-- START Record set --
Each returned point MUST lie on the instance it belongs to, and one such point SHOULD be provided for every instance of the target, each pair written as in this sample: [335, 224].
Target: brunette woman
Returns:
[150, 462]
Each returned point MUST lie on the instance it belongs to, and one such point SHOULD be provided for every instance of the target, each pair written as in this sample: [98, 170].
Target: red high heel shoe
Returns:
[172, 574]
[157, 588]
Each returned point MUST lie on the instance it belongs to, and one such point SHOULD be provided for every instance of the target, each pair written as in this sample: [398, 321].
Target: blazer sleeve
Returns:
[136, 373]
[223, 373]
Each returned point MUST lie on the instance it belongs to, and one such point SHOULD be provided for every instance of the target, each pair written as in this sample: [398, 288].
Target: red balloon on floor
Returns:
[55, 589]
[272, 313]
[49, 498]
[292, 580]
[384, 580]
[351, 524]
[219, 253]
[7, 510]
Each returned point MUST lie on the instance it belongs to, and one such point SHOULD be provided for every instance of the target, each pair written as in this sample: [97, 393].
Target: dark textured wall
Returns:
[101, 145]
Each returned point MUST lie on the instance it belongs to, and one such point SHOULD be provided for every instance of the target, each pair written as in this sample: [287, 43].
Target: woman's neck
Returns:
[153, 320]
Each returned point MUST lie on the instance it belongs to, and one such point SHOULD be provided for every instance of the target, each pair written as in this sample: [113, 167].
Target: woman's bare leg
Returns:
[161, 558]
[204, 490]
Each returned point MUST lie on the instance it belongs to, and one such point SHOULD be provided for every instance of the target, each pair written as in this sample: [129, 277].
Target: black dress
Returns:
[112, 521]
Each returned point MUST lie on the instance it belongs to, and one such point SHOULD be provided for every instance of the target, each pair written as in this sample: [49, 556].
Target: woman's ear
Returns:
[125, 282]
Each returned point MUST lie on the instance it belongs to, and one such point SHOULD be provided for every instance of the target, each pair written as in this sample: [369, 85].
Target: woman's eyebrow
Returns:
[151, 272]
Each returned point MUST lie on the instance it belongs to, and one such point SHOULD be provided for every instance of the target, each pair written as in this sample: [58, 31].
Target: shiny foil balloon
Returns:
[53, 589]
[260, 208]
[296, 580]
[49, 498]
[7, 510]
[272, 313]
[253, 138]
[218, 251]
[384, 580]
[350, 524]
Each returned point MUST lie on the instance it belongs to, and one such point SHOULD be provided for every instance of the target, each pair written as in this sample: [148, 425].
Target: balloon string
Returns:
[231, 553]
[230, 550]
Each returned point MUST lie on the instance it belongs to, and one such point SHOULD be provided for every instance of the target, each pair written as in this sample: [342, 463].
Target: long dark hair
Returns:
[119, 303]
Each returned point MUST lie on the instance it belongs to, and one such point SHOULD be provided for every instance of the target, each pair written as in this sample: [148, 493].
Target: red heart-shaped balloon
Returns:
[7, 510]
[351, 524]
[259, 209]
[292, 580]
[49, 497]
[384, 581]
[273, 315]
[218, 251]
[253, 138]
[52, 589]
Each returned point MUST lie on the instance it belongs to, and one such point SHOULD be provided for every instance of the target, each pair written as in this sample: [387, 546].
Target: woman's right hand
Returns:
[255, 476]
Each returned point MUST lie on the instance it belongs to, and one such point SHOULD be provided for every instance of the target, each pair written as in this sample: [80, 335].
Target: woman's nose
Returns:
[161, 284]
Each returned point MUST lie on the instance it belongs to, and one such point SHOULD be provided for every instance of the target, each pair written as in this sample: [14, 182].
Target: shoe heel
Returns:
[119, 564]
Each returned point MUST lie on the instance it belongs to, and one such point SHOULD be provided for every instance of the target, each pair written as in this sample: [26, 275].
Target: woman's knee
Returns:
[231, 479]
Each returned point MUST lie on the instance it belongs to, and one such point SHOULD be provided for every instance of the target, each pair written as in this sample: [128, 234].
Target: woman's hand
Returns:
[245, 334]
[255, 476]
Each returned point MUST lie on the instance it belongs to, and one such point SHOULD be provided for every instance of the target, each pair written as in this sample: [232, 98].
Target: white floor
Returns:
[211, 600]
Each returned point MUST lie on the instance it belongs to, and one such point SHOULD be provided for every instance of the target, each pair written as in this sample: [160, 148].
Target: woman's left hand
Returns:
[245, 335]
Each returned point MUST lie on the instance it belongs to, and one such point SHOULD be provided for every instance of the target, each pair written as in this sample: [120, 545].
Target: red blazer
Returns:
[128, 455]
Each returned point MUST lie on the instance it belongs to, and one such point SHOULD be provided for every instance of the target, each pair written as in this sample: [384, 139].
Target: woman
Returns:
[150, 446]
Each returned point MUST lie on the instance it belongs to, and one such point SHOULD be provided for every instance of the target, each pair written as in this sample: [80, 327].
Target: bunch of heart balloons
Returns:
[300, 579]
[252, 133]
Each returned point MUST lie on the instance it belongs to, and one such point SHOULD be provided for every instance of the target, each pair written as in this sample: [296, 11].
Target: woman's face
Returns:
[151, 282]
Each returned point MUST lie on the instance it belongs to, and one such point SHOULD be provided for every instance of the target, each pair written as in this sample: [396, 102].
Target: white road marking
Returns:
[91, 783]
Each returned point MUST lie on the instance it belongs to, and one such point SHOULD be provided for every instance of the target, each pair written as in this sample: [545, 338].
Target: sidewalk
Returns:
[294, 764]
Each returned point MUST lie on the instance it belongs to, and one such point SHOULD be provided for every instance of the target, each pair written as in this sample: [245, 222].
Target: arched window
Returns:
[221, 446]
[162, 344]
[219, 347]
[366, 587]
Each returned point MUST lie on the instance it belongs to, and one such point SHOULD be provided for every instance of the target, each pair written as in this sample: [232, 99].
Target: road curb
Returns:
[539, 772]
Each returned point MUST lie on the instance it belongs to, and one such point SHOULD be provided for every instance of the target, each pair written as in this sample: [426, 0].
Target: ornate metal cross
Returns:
-- END Record set --
Exercise description: Extract all of the data above without altering anything.

Result:
Each returned point MUST lie on the instance it belongs to, and one such point SHOULD be provided for every instance of the target, each pair written as in this sample: [335, 224].
Target: brunette woman
Returns:
[150, 462]
Each returned point MUST lie on the instance it belongs to, and one such point SHOULD be provided for every instance of the target, each pair written as in this sample: [98, 170].
Target: red high heel shoe
Returns:
[172, 574]
[157, 588]
Each returned point MUST lie on the instance it belongs to, and one such point SHOULD be provided for every instance of the target, each pair written as in this sample: [398, 321].
Target: blazer sleeve
Returns:
[136, 373]
[223, 373]
Each returned point MUST lie on the instance it belongs to, and one such point SHOULD be provided for every instance of the target, each pair written as in this sample: [398, 288].
Target: red balloon on floor
Returns:
[55, 589]
[272, 313]
[49, 498]
[292, 580]
[384, 580]
[351, 524]
[219, 253]
[7, 510]
Each returned point MUST lie on the instance it belongs to, and one such point SHOULD be provided for every instance of the target, each pair written as in this sample: [97, 393].
Target: dark textured wall
Returns:
[101, 145]
Each returned point MUST lie on the instance it belongs to, and one such point SHOULD be provided for every instance of the target, each pair written as in this sample: [287, 43].
Target: woman's neck
Returns:
[153, 320]
Each returned point MUST lie on the instance it belongs to, and one such point SHOULD be provided for every instance of the target, each pair written as in this sample: [113, 167].
Target: woman's bare leg
Returns:
[161, 558]
[204, 490]
Each returned point MUST lie on the instance it belongs to, and one such point SHOULD be provided for every instance of the target, each pair written as in this sample: [129, 277].
Target: black dress
Returns:
[112, 521]
Each returned point MUST lie on the instance it belongs to, and one such point SHOULD be provided for every instance of the target, each pair written as in this sample: [49, 556].
Target: woman's ear
Returns:
[125, 282]
Each returned point MUST lie on the instance it belongs to, and one such point SHOULD be provided for every instance of the target, each pair written as in this sample: [369, 85].
Target: woman's eyebrow
Returns:
[151, 272]
Each returned point MUST lie on the instance it belongs to, and one such point SHOULD be provided for every instance of the target, each pair written as in this sample: [58, 31].
Target: shiny foil balloon
Returns:
[53, 589]
[260, 208]
[296, 580]
[49, 498]
[7, 510]
[272, 313]
[253, 138]
[218, 251]
[384, 580]
[350, 524]
Each returned point MUST lie on the instance it belongs to, and one such point SHOULD be provided for every instance of the target, each pair written as in this sample: [148, 425].
Target: balloon string
Returns:
[231, 553]
[230, 550]
Each returned point MUST lie on the instance it belongs to, and one such point SHOULD be provided for every instance of the target, each pair written as in this sample: [342, 463].
Target: long dark hair
Returns:
[119, 303]
Each returned point MUST lie on the instance it belongs to, and one such point SHOULD be provided for every instance of the target, each pair written as in this sample: [148, 493].
Target: red heart-shaped balloon
Returns:
[7, 510]
[351, 524]
[259, 209]
[292, 580]
[49, 497]
[384, 581]
[273, 315]
[218, 251]
[253, 138]
[52, 589]
Each returned point MUST lie on the instance it belongs to, and one such point SHOULD be provided for every instance of the target, each pair written as in this sample: [387, 546].
Target: woman's right hand
Returns:
[255, 476]
Each returned point MUST lie on the instance it belongs to, and one such point SHOULD be provided for every instance of the target, each pair written as in this sample: [80, 335].
Target: woman's nose
Returns:
[161, 284]
Each returned point MUST lie on the instance it belongs to, and one such point SHOULD be provided for every instance of the target, each pair written as in this sample: [14, 182].
Target: shoe heel
Returns:
[119, 564]
Each returned point MUST lie on the instance it belongs to, and one such point SHOULD be provided for every instance of the target, each pair written as in this sample: [26, 275].
Target: woman's knee
Returns:
[231, 479]
Each returned point MUST lie on the instance it belongs to, and one such point SHOULD be provided for every instance of the target, each pair written as in this sample: [128, 234].
Target: woman's hand
Returns:
[245, 334]
[255, 476]
Each returned point MUST lie on the instance it belongs to, and one such point SHOULD be provided for every instance of the target, each pair written as in this sample: [232, 98].
Target: white floor
Returns:
[211, 600]
Each returned point MUST lie on the instance it belongs to, and one such point SHOULD be provided for every instance of the target, each pair written as in this sample: [160, 148].
Target: woman's left hand
Returns:
[245, 335]
Each returned point MUST lie on the instance it belongs to, and one such point SHOULD be provided for every instance of the target, each pair written as in this sample: [120, 545].
Target: red blazer
Returns:
[128, 455]
Each returned point MUST lie on the instance it belongs to, and one such point SHOULD be provided for every instance of the target, each pair written as in this sample: [384, 139].
Target: woman
Returns:
[150, 446]
Each returned point MUST lie on the instance it belongs to, and one such point SHOULD be provided for every instance of the target, each pair written as in this sample: [80, 327].
Target: bunch of heart balloons
Returns:
[300, 579]
[252, 133]
Each returned point MUST lie on the instance it belongs to, and one such point SHOULD be provided for every instance of the target, each pair written as in this sample: [296, 11].
Target: woman's face
Returns:
[151, 282]
Each returned point MUST lie on the instance it belongs to, and one such point SHOULD be provided for every instance of the target, each pair written as in this sample: [396, 102].
Target: white road marking
Returns:
[91, 783]
Each returned point MUST lie on the instance it belongs to, and one such point SHOULD be provided for every instance of the target, each pair written as in this sample: [545, 338].
Target: sidewalk
Returns:
[294, 764]
Each returned point MUST lie on the instance it belongs to, and one such point SHOULD be provided for every instance of the target, each pair written as in this sample: [245, 222].
Target: arched window
Returns:
[221, 446]
[162, 344]
[219, 347]
[366, 587]
Each returned point MUST lie on the instance it belongs to, and one such point SHOULD be provided for every instance of the target, each pair written as in this sample: [232, 99].
Target: road curb
Returns:
[539, 772]
Each returned point MUST lie on the instance it belongs to, and one such point SHOULD be provided for every instance of the target, each pair written as in this sample: [426, 0].
Target: ornate metal cross
Returns:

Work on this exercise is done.